— Activity —
The full listing, minus its pictures, should be printed again exactly as it stands.
Supplied entries section start
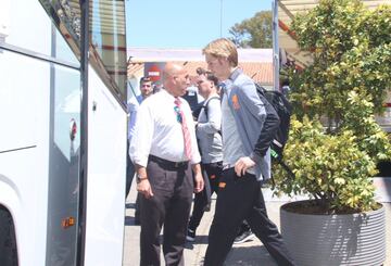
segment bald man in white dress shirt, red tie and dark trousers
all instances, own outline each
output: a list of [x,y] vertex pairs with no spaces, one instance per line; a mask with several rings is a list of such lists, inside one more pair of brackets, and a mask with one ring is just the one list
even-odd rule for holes
[[192,192],[204,186],[190,106],[180,98],[189,84],[182,66],[167,63],[164,89],[146,99],[138,111],[129,153],[136,165],[137,190],[142,194],[140,265],[160,265],[163,224],[165,263],[184,265]]

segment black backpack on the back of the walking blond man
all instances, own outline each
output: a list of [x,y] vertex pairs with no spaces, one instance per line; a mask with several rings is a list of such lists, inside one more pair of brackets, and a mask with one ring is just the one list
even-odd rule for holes
[[[261,137],[263,136],[265,139],[262,148],[258,148],[260,153],[266,153],[266,150],[270,147],[272,157],[281,161],[282,151],[289,136],[292,105],[281,92],[277,90],[266,90],[261,85],[254,84],[260,99],[265,104],[266,109],[266,119],[261,131]],[[268,123],[268,119],[276,119],[276,114],[279,118],[278,126],[276,126],[276,123]],[[275,126],[268,127],[268,124]]]

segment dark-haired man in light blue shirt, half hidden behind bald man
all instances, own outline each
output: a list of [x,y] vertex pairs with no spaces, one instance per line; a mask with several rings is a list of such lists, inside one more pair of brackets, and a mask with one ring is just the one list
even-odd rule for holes
[[[136,117],[139,105],[143,100],[150,97],[153,93],[152,80],[150,77],[140,78],[140,91],[141,93],[135,98],[131,98],[127,104],[128,111],[128,141],[127,141],[127,151],[129,151],[129,143],[131,142],[131,137],[135,132]],[[135,176],[135,165],[131,163],[130,156],[127,155],[127,167],[126,167],[126,193],[127,198],[130,191],[131,181]],[[139,195],[137,194],[136,204],[135,204],[135,225],[140,224],[140,204]]]

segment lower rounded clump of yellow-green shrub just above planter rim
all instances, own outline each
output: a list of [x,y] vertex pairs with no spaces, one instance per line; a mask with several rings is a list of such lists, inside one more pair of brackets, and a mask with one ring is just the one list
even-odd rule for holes
[[310,194],[326,213],[361,212],[375,206],[371,179],[376,164],[361,151],[350,130],[325,134],[319,122],[293,117],[285,162],[294,173],[288,177],[276,165],[276,190],[289,195]]

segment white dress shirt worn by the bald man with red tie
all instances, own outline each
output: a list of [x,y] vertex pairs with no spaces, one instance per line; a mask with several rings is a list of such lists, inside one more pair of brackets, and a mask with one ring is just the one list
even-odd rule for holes
[[[185,99],[179,99],[191,137],[190,163],[197,164],[201,161],[201,156],[197,145],[191,110]],[[175,98],[163,89],[141,103],[129,148],[129,155],[135,164],[147,167],[150,154],[172,162],[188,161],[181,124],[177,121],[174,101]]]

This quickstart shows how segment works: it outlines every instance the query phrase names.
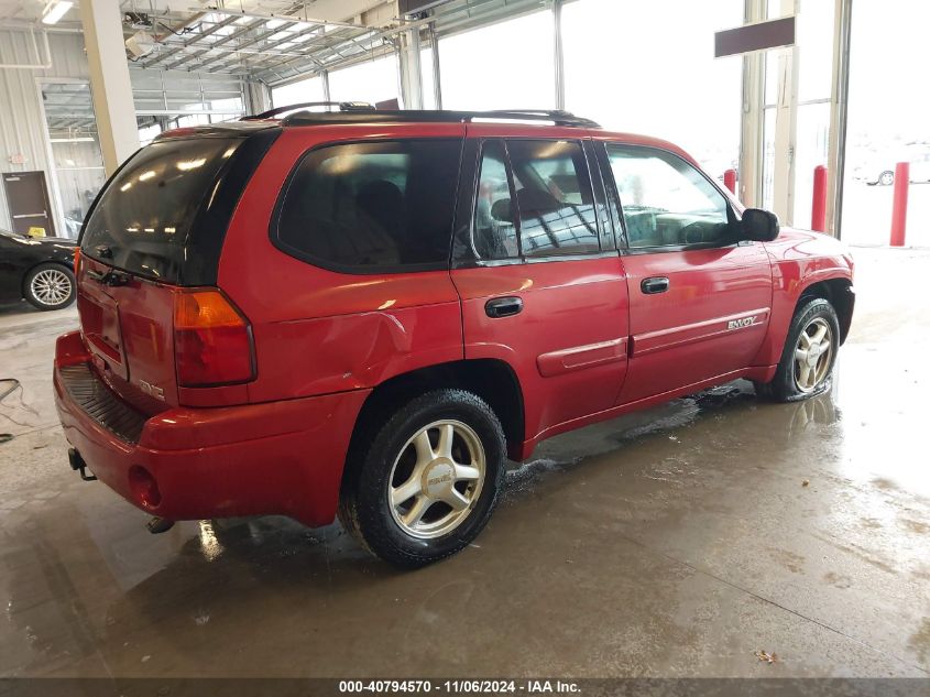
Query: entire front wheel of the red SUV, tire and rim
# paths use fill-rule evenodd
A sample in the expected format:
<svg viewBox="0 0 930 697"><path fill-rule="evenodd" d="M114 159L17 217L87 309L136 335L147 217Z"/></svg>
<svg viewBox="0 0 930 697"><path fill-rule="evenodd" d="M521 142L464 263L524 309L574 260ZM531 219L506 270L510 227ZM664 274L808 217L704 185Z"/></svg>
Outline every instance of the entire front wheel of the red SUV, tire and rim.
<svg viewBox="0 0 930 697"><path fill-rule="evenodd" d="M776 402L822 394L830 388L839 349L840 322L833 306L820 297L802 302L788 327L775 378L756 383L756 393Z"/></svg>

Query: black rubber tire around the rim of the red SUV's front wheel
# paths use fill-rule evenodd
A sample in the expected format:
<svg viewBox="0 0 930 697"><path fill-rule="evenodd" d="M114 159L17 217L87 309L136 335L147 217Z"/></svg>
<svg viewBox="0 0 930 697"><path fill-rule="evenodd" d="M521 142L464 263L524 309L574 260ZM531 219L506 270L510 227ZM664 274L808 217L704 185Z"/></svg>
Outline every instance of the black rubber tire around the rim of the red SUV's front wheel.
<svg viewBox="0 0 930 697"><path fill-rule="evenodd" d="M816 322L823 322L828 325L831 350L827 366L824 366L823 378L811 389L803 390L798 384L795 350L798 348L801 331ZM768 383L754 383L756 394L775 402L798 402L817 396L818 394L823 394L830 389L839 348L840 320L836 318L836 312L833 309L833 306L820 297L801 298L798 308L795 311L791 325L788 327L788 336L785 339L785 348L781 350L781 359L778 361L775 378Z"/></svg>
Supplied entries section end
— Result —
segment bald man in white dress shirt, red tie and dark trousers
all instances, own outline each
output: a list of [x,y] vertex pairs with no spaces, one instance per line; a mask with several rings is a list of such lists, inside one more pair of brackets, and a mask with one ring is just the one list
even-odd rule for holes
[[192,192],[204,186],[190,106],[180,98],[189,84],[182,66],[167,63],[164,89],[146,99],[138,111],[129,153],[136,165],[137,190],[142,194],[140,265],[160,265],[163,224],[165,263],[184,265]]

segment black backpack on the back of the walking blond man
all instances, own outline each
output: a list of [x,y] vertex pairs with no spaces, one instance per line; a mask with several rings is a list of such lists, inside one more pair of brackets, and a mask with one ring is just the one list
even-odd rule for holes
[[[261,137],[263,136],[265,139],[262,148],[258,148],[260,153],[266,153],[266,150],[270,147],[272,157],[281,161],[282,151],[289,136],[292,105],[281,92],[277,90],[266,90],[261,85],[254,84],[260,99],[265,104],[266,109],[266,119],[261,131]],[[268,123],[268,119],[276,119],[276,114],[279,118],[278,126],[276,126],[276,123]],[[275,126],[268,127],[268,124]]]

segment dark-haired man in light blue shirt, half hidden behind bald man
all instances, own outline each
output: a list of [x,y] vertex pairs with no spaces, one instance per line; a mask with several rings is a list of such lists, inside one more pair of brackets, and a mask with one ring is just the one list
even-odd rule for holes
[[[136,117],[139,105],[143,100],[150,97],[153,93],[152,80],[150,77],[140,78],[140,91],[141,93],[135,98],[131,98],[127,104],[128,111],[128,141],[127,141],[127,151],[129,151],[129,143],[131,142],[131,137],[135,132]],[[135,176],[135,165],[131,163],[130,156],[127,155],[127,167],[126,167],[126,193],[127,198],[130,191],[131,181]],[[139,195],[137,194],[136,204],[135,204],[135,225],[140,224],[140,204]]]

segment lower rounded clump of yellow-green shrub just above planter rim
all instances, own outline each
output: a list of [x,y] vertex pairs with no spaces, one instance per line; a mask with several rings is a list of such lists, inside one more pair of brackets, and a mask with one ring is just the one list
even-odd rule for holes
[[310,194],[326,213],[361,212],[375,206],[371,179],[376,164],[361,151],[350,130],[325,134],[319,122],[293,117],[285,162],[294,173],[288,177],[276,165],[276,190],[289,195]]

segment white dress shirt worn by the bald man with red tie
all instances, own outline each
output: a list of [x,y] vertex pairs with no spaces, one instance per line; a mask with several rings is a list of such lists, inside one more pair of brackets, and a mask with one ring is just the one list
even-odd rule for holes
[[[185,99],[179,99],[191,137],[190,163],[197,164],[201,161],[201,156],[197,145],[191,110]],[[175,98],[163,89],[141,103],[129,148],[129,155],[135,164],[147,167],[150,154],[172,162],[188,161],[181,124],[177,121],[174,101]]]

This quickstart shows how segment works: it outlines every instance the query phrase names.
Query: entire front wheel of the red SUV, tire and rim
# paths use fill-rule evenodd
A sample in the expected format:
<svg viewBox="0 0 930 697"><path fill-rule="evenodd" d="M114 159L17 217L87 309L136 335L147 217Z"/></svg>
<svg viewBox="0 0 930 697"><path fill-rule="evenodd" d="M521 142L464 263L524 309L574 260ZM531 219L506 270L510 227ZM664 274L808 217L704 185Z"/></svg>
Outline every instance of the entire front wheel of the red SUV, tire and rim.
<svg viewBox="0 0 930 697"><path fill-rule="evenodd" d="M776 402L822 394L830 388L839 349L840 322L833 306L820 297L802 302L788 327L775 378L756 383L756 393Z"/></svg>

Query: black rubber tire around the rim of the red SUV's front wheel
# paths use fill-rule evenodd
A sample in the expected format:
<svg viewBox="0 0 930 697"><path fill-rule="evenodd" d="M114 159L17 217L87 309L136 335L147 217Z"/></svg>
<svg viewBox="0 0 930 697"><path fill-rule="evenodd" d="M521 142L464 263L524 309L574 260ZM531 219L506 270L510 227ZM664 274L808 217L704 185Z"/></svg>
Outline every instance of the black rubber tire around the rim of the red SUV's front wheel.
<svg viewBox="0 0 930 697"><path fill-rule="evenodd" d="M816 322L823 322L828 325L831 350L827 366L824 366L823 378L811 389L803 390L798 384L795 350L798 348L801 331ZM768 383L754 383L756 394L775 402L798 402L817 396L818 394L823 394L830 389L839 348L840 320L836 318L836 312L833 309L833 306L820 297L801 298L798 308L795 311L791 325L788 327L788 336L785 339L785 348L781 350L781 359L778 361L775 378Z"/></svg>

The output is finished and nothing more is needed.